[Records provided]
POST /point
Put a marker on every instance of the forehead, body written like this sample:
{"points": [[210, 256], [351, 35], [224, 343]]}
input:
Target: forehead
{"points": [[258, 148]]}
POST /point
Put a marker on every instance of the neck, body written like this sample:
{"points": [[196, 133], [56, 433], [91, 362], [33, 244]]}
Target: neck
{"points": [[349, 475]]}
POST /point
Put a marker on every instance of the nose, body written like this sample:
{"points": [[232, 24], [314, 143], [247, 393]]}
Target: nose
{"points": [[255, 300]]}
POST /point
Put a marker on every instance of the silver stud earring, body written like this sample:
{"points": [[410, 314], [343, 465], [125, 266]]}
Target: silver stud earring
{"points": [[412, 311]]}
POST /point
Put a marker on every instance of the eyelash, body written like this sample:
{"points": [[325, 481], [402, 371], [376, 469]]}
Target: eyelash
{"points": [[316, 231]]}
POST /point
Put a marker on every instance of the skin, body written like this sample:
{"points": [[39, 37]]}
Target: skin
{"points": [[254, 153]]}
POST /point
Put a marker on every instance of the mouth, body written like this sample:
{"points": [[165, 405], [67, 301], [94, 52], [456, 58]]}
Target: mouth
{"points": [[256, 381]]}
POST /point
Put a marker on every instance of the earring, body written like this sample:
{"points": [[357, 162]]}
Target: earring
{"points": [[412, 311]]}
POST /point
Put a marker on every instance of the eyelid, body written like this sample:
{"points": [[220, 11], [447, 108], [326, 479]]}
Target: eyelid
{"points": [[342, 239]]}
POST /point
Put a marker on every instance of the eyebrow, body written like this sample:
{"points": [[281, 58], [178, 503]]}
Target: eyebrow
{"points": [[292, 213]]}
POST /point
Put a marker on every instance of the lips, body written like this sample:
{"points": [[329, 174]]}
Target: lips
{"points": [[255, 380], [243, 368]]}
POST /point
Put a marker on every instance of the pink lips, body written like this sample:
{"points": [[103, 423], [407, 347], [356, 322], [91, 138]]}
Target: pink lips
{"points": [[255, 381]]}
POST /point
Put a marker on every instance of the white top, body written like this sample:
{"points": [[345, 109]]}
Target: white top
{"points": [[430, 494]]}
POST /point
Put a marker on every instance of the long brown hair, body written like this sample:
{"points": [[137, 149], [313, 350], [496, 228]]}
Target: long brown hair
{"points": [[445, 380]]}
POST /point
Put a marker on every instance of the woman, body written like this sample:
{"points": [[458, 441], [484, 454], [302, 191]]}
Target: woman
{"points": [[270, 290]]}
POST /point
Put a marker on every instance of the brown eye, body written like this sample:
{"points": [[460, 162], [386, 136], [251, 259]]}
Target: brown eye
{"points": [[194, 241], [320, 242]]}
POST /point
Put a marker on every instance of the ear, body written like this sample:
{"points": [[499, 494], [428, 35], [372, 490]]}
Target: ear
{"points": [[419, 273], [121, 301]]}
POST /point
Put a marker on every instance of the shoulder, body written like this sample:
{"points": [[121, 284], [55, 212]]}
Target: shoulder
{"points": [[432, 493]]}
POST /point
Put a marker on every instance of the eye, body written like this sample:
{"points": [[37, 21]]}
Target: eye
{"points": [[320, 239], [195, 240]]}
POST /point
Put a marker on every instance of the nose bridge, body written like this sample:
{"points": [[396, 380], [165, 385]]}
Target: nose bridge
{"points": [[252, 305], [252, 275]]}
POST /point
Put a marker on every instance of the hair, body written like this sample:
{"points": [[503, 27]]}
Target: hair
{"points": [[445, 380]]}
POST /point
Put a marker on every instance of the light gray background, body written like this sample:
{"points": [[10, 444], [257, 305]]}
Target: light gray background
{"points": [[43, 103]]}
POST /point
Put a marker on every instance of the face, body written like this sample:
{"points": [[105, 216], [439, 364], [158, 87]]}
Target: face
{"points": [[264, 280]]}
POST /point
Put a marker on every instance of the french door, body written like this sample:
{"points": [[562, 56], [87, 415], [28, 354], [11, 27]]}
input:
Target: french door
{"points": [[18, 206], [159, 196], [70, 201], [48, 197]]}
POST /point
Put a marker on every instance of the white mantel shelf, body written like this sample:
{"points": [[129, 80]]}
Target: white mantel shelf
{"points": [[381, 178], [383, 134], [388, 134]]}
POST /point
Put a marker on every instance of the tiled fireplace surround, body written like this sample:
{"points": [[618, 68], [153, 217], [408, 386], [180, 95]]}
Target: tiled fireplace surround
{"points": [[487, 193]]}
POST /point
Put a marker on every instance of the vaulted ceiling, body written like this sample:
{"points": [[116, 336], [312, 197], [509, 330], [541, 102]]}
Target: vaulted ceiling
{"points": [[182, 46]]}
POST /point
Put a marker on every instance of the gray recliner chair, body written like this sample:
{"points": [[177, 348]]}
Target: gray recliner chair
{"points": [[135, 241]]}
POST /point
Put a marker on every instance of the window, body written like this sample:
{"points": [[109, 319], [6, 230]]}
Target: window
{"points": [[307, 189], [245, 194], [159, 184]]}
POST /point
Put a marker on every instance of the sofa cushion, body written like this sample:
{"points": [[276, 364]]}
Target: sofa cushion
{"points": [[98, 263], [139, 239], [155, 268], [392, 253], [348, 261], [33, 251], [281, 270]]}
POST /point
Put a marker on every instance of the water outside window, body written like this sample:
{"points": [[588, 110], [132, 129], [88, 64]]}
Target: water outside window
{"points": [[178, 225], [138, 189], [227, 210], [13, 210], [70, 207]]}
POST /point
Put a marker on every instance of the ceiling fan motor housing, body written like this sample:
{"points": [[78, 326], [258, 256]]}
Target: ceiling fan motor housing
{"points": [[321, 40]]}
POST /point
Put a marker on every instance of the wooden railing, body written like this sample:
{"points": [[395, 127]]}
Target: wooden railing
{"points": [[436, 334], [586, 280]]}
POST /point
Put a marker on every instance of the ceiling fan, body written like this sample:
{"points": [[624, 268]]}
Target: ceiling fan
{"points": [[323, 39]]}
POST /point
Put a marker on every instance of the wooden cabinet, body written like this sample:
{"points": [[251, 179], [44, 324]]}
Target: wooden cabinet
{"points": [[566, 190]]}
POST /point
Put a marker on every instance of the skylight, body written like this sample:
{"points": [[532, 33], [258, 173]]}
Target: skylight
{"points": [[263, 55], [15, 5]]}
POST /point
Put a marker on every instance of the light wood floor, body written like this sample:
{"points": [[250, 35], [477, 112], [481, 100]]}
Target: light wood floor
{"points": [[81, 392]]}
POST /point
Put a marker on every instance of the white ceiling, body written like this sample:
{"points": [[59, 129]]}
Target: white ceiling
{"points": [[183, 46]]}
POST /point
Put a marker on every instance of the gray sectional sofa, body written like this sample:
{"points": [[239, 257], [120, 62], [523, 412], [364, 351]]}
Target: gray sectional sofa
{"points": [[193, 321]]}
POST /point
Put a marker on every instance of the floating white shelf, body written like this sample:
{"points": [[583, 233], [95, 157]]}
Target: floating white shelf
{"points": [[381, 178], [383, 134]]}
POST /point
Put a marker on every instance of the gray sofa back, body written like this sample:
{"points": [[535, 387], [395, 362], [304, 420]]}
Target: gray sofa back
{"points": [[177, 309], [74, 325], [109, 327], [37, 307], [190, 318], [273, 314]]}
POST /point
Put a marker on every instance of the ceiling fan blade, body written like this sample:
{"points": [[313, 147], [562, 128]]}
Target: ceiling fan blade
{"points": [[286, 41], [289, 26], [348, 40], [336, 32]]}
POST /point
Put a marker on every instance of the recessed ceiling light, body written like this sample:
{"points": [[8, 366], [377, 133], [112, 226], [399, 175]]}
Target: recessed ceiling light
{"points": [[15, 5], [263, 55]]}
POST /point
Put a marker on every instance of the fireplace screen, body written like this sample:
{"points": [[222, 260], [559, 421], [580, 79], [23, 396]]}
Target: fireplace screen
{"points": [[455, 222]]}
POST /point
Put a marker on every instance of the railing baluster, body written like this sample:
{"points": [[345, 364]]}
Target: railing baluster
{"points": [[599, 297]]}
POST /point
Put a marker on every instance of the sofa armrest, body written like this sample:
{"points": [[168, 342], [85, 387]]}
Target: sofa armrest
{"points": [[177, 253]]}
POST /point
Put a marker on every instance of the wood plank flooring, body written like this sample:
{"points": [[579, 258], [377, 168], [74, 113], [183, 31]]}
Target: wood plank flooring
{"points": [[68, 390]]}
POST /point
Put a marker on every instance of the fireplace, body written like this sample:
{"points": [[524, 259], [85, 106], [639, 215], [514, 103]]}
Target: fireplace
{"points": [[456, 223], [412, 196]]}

[What to do]
Up to and including the line that contains "Put a marker on every instance of the neck, body", output the records above exactly, beginning with their first line.

[Result]
POST /point
Put a marker on every instance of the forehead, body written like this sample:
{"points": [[210, 256], [351, 35], [224, 343]]}
input:
Target: forehead
{"points": [[258, 148]]}
POST /point
Put a marker on every instance of the neck, body written like this sample:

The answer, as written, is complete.